What needs to be done:
Please return each record below exactly, with nothing left out.

Records drawn from a dataset
----

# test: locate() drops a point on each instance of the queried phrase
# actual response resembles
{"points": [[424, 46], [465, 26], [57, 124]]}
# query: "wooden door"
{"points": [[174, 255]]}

----

Exercise response:
# test: locate() drops a point on each instance of the queried phrase
# actual response resembles
{"points": [[424, 46], [465, 26], [57, 124]]}
# query: "wooden door"
{"points": [[174, 255]]}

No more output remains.